* [Image object location entries]
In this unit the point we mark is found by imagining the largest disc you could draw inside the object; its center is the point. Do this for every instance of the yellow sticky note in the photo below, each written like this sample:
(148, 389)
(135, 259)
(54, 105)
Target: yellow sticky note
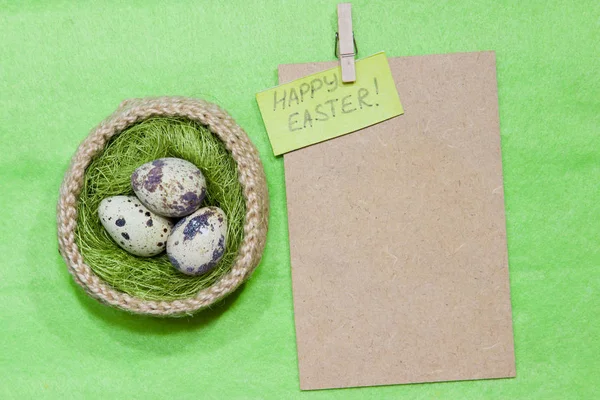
(319, 107)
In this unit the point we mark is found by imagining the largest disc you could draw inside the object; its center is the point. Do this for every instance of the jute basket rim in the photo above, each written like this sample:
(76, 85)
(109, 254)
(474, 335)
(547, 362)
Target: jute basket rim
(251, 177)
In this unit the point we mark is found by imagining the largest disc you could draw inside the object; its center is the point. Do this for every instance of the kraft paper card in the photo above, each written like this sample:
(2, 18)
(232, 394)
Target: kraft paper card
(398, 238)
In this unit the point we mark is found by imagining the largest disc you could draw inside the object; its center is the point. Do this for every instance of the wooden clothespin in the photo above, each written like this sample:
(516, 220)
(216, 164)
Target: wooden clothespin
(347, 44)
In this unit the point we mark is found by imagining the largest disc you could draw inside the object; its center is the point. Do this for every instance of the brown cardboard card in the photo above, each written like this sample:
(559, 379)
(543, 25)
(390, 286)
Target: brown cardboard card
(398, 238)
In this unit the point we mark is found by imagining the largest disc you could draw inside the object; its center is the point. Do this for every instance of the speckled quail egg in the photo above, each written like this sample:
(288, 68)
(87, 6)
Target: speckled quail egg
(136, 229)
(170, 187)
(197, 242)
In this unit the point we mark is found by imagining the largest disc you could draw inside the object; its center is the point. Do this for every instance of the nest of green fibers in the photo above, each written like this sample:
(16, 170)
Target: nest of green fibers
(109, 174)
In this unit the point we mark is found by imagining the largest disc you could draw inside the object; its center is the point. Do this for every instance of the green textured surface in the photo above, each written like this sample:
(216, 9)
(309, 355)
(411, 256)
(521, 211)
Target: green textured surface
(64, 67)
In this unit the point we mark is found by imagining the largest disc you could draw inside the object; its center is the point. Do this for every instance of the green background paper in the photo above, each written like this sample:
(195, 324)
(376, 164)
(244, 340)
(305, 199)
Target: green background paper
(64, 67)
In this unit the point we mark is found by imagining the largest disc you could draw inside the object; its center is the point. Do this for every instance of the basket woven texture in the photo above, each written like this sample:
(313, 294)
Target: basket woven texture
(251, 176)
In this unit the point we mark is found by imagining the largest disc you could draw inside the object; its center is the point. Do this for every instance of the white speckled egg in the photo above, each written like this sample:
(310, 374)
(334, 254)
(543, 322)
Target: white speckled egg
(136, 229)
(170, 187)
(197, 242)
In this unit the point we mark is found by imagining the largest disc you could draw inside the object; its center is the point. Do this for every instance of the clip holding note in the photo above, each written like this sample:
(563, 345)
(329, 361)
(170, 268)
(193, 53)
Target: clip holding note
(347, 44)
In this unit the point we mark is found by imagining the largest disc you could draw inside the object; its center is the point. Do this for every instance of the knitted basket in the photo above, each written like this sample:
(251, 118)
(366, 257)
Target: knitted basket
(251, 177)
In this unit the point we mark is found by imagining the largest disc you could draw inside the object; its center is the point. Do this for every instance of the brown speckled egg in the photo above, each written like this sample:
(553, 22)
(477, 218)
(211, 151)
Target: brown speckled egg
(197, 242)
(135, 228)
(170, 187)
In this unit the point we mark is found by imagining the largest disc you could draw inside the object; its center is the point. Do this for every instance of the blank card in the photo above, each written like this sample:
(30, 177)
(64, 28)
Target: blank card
(398, 237)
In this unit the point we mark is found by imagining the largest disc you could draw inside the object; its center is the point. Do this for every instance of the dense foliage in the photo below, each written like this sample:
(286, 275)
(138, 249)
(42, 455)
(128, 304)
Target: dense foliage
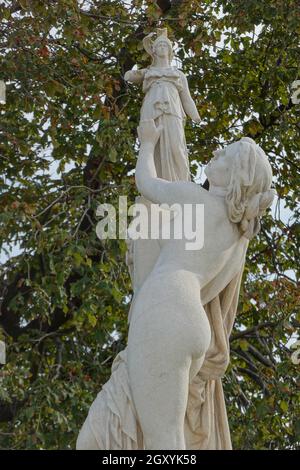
(67, 143)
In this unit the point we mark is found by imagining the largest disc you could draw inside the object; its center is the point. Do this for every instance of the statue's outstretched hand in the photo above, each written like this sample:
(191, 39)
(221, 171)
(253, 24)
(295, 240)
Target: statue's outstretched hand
(148, 132)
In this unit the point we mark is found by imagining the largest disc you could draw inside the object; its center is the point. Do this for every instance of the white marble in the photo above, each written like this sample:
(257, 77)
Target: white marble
(168, 101)
(165, 390)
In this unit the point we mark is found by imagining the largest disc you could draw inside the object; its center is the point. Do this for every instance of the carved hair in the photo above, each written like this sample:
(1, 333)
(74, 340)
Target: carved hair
(249, 193)
(149, 44)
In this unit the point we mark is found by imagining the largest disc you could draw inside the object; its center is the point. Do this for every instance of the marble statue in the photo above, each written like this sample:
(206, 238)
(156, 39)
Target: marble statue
(167, 100)
(165, 389)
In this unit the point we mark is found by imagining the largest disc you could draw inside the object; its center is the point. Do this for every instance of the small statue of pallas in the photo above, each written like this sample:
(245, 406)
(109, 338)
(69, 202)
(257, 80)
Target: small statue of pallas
(167, 100)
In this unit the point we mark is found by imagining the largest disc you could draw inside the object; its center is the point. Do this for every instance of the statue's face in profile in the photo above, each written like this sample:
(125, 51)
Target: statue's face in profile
(218, 170)
(161, 49)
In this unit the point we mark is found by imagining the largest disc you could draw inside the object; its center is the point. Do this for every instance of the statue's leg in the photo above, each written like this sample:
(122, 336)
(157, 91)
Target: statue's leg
(165, 337)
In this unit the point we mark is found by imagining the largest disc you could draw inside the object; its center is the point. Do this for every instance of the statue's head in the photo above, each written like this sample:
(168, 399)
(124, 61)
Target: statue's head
(160, 47)
(243, 169)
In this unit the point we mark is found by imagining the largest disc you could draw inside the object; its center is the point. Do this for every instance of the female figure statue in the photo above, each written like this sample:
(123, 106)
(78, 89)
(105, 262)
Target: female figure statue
(167, 100)
(165, 390)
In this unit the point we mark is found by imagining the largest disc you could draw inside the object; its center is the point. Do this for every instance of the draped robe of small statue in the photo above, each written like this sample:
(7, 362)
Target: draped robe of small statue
(112, 421)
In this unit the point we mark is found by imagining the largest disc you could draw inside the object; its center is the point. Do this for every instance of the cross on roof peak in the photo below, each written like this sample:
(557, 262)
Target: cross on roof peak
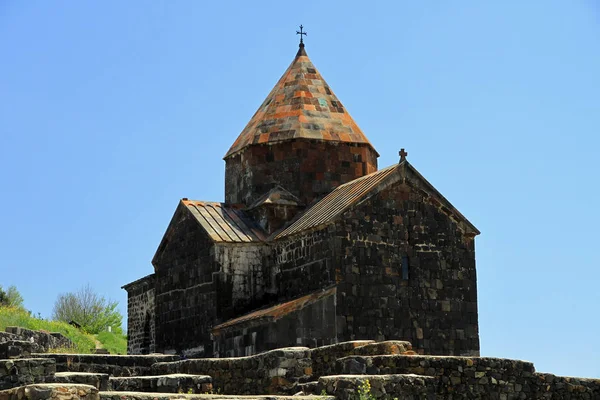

* [What you are asked to do]
Copy out all of the data above line for line, with no changes, and leave out the pictures.

* [The output]
In this unit the point we mark is found by imagining the largest disc you could draw inside the object; its center is the point. Do this for every instance of the yellow sticky note in the photo below, each written like this sample:
(148, 389)
(135, 259)
(54, 105)
Target: yellow sticky note
(319, 107)
In this unit the point we mark is found by imagining the largest disc you could draw inside the object; its center is the point. Do this for every instance of the jute basket rim in the photo above, each written like this sample:
(76, 85)
(109, 254)
(474, 335)
(547, 362)
Target: jute basket rim
(251, 177)
In this unit the point we mark is found by imagining the largest disc you could draw inside the object; its center is the point. Do this for every instance of the kraft paper card in the photo above, each written like this sample:
(2, 18)
(232, 394)
Target: kraft paper card
(398, 238)
In this unit the point we mark is found by imagining the largest disc you could draw inside the object; its center is the point. Do this for every instance of the wooden clothespin in the photo above, each written like this sample:
(516, 220)
(216, 164)
Target: wooden clothespin
(347, 44)
In this unit the point we mark is found by imagining the largest disc you could draw inside the object; its center is the point. Do this for every instance of the brown cardboard card in the photo above, each written like this sample:
(559, 379)
(543, 25)
(390, 286)
Target: brown cardboard card
(398, 238)
In this unit the point we mark is found by imagining the largest disc you could draw inside the object; its center is the point. Do this for every instance of the speckled quail egg in the photo above, each written like this sample:
(288, 68)
(87, 6)
Target: speckled quail egg
(136, 229)
(170, 187)
(197, 242)
In this unit the point we mark is found by imagining the largest disc you could draw inside the object; its center is the point. Do this for every instance of the nest of green fibers in the photo above, each written like this sample:
(16, 170)
Target: nest of green fibers
(109, 174)
In this unit the point we mark is found by imagining the largest disc you could draw inside the object; its center is the point. Do this for every instance of the green textured surface in the photo above, each written like this sample:
(216, 9)
(309, 355)
(411, 256)
(521, 211)
Target: green textured surface
(64, 67)
In this unit the point we mark is found by imagining the largest disc you could draw inside the object; its center is the point. Do this for every instance of the green background paper in the photo above, each written like this sample:
(195, 324)
(376, 164)
(244, 340)
(305, 199)
Target: green background paper
(64, 67)
In this unit the point we mark is found by imagining the largest disc you could draw inside the object; its center is the point. Do this for every instance of the basket woven texture in the photo above, each written like this sample:
(313, 294)
Target: basket woven texture
(251, 176)
In this unit the point we mark is found by imagining the largest disc you could draw inside the object; its center is the point. Do this for every instance of the white speckled egg in the photo above, each written like this sample:
(310, 374)
(334, 254)
(543, 322)
Target: white speckled egg
(136, 229)
(170, 187)
(197, 242)
In this unit the point we mark is found by imagining the largest disc you could draw inside the object; its center is the point. Do this for every instance of the clip holding note in the photo above, each written like this sample:
(563, 345)
(329, 361)
(170, 268)
(193, 53)
Target: clip holding note
(347, 44)
In this unit the point we mark is found by imagining the largest disc you could draw inside the object; its center is the point. Do this for every instance of the knitted basket in the photo above, each written like this sample:
(251, 118)
(366, 257)
Target: knitted basket
(251, 177)
In this unit the point we mark is found by imagining the largest disc you could draw inside the object; its center is the point. Do this for every instance of the brown speckled egg in the photo above, each written like this sample:
(553, 22)
(477, 218)
(211, 151)
Target: brown speckled egg
(197, 242)
(135, 228)
(170, 187)
In this unit the point we mark is found by imagining the largest disc you could draw inside the object; its center is the point. Do this for every instance of the blank card in the photo above, each written like this sample:
(30, 177)
(64, 28)
Target: blank card
(398, 237)
In this unit the point we mark is found by imagining the largest disc you could draw inside the object; its center is the point. Do this for every instance of the dense foliage in the photo below, each written like this sample:
(286, 275)
(138, 249)
(42, 455)
(128, 304)
Target: dense foliage
(67, 143)
In this unit the point we mark is found by imagining the largest disc you could draw inside the object; its center is the point. Do this for every instance of the statue's outstretched hand in the photo above, each written like this sample:
(191, 39)
(221, 171)
(253, 24)
(295, 240)
Target: statue's outstretched hand
(148, 132)
In this unit the point we mark is found by imagining the largest disc you could draw inside the object; its center is the point. Do this for every instance of the white marble in the photo above, each written like this sample:
(257, 77)
Target: white marble
(168, 101)
(165, 390)
In this unit the point we mark is found by imagining the largest disc you could draw inside the object; its center is the point. Do this for every instance of the carved hair in the photo above, each written like this sample:
(1, 333)
(74, 340)
Target: carved hair
(249, 193)
(149, 44)
In this unit the point we mark is found by imagining the largest disc you could draw inside the object; its center is the point. Do this for every instance of the marble statue in the photo above, each written like this sample:
(206, 238)
(156, 39)
Target: marble statue
(167, 100)
(165, 389)
In this unit the point we mark is found by imagining the largest disc you could draw inside the object; its center is the point. Do this for every instance of the small statue of pallas in the photo above, each written like this sample:
(245, 406)
(109, 338)
(69, 202)
(257, 80)
Target: small statue of pallas
(167, 100)
In this unit the point we mark is found by imagining the largest disc you could draw inside the object; its center is the point. Do this for every instance of the statue's face in profile in the photo above, each written like this sample:
(125, 51)
Target: statue's face in profile
(218, 170)
(161, 49)
In this unit the point we mark is found by imagining the largest disc you could draw inside the object; its center is the point. Do this for every instance of the statue's leg in the photo above, each written like this sample:
(122, 336)
(157, 91)
Target: statue's leg
(165, 337)
In this unit the point we mark is found by imagining the largest disc you could draw inside the object; its center is the point. Do this for every instance of the statue's head in the photo above, each written like this sample:
(168, 399)
(124, 61)
Target: statue's head
(160, 47)
(243, 169)
In this unit the point we mark is found by imagining the largest disc you could draw inside the object; its center is the point. Do this for every instance of the female figure statue in the photo above, each written like this sample:
(123, 106)
(78, 89)
(105, 262)
Target: female figure statue
(167, 100)
(165, 390)
In this unit the point we mark is found by imagining the largest disc you could draw inside the object; its center is the point. Do this for every instance of the draped robe of small statue in the photo above, each written like this sample:
(7, 362)
Target: draped robe of small statue
(112, 421)
In this unit the point we mark is found by imagining the largest disc you could draw inside the object; its center is the point. Do this for every instance of the cross on roof peak in the photo below, each written like this sample:
(557, 262)
Target: cross on roof peak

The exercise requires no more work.